> **Exercise requirements**:
Collect each line in the listing below that contains the string "bare" and copy it out in full. Case counts when matching.

> **Records for processing**:
[Begin]
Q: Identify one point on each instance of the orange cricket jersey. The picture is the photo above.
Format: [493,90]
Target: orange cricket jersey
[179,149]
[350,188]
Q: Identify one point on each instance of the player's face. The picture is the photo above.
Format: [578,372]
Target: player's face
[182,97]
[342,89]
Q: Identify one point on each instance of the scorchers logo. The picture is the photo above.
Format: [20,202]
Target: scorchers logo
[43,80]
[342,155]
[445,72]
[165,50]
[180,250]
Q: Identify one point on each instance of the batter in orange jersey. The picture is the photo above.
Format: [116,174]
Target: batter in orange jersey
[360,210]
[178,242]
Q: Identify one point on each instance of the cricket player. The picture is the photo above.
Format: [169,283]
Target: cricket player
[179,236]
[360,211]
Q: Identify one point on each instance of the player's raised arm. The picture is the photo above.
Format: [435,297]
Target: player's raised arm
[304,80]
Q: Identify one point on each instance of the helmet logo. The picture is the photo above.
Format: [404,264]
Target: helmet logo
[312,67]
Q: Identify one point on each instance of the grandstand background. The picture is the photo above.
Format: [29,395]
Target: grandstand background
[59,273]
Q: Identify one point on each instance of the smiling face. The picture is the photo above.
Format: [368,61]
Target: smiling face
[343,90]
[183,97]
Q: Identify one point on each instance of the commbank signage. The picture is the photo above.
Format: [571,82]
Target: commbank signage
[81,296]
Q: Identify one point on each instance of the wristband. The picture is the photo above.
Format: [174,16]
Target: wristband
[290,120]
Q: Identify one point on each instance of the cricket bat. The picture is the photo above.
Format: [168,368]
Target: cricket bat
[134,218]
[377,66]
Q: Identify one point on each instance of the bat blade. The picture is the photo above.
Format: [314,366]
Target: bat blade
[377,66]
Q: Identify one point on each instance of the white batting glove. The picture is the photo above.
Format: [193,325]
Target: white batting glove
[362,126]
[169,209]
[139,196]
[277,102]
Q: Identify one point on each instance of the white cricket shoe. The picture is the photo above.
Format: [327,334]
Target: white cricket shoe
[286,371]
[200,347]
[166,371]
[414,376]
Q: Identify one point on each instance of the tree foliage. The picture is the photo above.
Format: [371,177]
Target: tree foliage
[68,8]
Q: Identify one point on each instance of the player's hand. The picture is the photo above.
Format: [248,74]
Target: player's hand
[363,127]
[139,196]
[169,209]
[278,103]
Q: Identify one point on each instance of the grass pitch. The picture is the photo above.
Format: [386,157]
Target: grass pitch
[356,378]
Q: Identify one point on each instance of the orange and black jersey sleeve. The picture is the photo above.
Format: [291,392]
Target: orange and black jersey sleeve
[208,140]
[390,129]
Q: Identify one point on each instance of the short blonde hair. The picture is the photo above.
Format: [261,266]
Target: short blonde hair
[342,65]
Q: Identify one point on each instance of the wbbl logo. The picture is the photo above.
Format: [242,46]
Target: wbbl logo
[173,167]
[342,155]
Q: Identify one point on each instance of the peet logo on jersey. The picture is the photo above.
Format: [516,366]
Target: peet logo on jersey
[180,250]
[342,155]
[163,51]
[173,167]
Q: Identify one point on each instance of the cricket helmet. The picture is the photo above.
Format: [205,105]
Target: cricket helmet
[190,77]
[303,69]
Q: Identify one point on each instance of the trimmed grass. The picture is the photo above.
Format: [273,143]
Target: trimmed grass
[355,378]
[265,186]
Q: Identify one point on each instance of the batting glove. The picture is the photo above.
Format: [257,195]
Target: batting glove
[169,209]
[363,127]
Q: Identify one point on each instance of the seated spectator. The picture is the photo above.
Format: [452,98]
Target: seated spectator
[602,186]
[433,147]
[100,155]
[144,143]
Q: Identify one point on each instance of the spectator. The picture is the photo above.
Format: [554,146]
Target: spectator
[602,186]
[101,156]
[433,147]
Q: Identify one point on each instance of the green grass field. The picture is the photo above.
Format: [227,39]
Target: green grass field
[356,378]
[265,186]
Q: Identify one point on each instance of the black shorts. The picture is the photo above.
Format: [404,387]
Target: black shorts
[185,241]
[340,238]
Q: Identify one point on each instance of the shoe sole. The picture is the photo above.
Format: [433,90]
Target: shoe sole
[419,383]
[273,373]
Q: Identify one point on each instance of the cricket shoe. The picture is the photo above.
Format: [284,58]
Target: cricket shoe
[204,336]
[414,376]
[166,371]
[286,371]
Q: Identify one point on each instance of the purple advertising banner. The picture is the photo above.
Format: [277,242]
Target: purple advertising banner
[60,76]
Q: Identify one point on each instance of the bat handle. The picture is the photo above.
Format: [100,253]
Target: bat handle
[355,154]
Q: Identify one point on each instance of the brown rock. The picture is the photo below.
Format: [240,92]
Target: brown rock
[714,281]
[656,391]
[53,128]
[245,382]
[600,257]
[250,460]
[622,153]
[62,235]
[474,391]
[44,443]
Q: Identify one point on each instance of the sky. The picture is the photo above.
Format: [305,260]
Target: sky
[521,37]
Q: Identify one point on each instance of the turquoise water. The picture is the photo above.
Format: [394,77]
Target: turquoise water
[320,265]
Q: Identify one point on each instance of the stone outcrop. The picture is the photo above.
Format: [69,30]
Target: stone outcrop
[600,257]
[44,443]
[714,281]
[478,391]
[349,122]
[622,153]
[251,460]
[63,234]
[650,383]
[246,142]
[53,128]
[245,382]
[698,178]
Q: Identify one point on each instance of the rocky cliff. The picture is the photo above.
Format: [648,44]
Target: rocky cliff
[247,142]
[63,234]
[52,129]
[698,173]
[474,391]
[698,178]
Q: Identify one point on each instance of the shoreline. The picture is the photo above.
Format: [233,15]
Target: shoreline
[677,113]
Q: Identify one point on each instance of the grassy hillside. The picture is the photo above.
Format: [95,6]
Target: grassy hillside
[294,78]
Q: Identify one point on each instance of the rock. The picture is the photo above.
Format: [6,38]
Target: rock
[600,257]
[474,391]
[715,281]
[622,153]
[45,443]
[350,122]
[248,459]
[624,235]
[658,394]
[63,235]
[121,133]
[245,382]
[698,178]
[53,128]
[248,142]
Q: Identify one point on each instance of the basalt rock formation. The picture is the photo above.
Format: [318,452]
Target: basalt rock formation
[End]
[Begin]
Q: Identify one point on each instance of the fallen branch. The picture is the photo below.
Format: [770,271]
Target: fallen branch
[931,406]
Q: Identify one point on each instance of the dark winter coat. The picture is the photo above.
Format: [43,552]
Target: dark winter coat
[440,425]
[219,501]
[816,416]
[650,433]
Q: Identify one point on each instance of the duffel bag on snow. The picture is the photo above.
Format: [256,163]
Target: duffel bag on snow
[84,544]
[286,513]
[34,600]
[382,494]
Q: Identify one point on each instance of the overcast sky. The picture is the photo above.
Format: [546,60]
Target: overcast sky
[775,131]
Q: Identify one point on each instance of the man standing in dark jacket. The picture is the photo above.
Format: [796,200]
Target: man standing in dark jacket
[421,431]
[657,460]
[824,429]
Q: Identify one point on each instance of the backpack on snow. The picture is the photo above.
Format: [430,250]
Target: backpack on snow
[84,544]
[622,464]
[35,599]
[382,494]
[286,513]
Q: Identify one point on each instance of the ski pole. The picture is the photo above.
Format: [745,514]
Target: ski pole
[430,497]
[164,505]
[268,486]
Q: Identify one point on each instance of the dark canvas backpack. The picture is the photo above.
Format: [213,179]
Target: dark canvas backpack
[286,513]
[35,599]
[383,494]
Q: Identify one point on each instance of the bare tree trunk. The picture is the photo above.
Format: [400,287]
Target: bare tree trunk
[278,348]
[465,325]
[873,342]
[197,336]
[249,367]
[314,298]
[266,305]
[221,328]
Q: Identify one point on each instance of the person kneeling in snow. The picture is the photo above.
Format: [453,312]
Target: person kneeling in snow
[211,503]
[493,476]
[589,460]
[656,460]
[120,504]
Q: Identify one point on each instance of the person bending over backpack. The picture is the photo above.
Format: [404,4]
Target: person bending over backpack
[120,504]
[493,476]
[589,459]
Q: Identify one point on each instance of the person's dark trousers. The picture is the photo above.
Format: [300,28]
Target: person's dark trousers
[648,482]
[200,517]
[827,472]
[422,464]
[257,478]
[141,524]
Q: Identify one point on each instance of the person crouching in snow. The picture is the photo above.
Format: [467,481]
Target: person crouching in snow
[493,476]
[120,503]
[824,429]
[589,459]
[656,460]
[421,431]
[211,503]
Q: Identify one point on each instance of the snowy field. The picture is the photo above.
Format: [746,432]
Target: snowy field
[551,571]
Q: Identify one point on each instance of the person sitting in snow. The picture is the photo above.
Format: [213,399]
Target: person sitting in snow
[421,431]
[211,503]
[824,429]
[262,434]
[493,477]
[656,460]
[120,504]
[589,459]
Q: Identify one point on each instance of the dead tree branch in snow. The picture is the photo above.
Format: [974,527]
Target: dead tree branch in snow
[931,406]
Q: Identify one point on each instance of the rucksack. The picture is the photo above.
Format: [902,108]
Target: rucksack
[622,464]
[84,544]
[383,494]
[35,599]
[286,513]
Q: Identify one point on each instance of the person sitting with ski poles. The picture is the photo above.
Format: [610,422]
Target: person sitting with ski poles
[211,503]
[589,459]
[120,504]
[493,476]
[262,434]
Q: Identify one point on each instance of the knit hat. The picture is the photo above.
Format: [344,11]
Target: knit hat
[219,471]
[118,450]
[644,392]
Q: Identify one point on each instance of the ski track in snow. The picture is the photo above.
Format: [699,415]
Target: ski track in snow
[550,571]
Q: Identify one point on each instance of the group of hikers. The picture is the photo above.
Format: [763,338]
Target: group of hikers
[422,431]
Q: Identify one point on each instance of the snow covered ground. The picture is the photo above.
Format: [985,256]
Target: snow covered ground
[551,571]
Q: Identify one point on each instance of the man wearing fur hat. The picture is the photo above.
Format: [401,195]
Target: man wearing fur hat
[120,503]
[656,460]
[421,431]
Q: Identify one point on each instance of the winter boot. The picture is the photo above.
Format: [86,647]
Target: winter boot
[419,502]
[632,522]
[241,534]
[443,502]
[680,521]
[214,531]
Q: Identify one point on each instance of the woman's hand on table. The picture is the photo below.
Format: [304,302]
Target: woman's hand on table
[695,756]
[End]
> **Task result**:
Q: Identify one point on each instance of the bare tree trunk. The picture is the photo above.
Target: bare tree trunk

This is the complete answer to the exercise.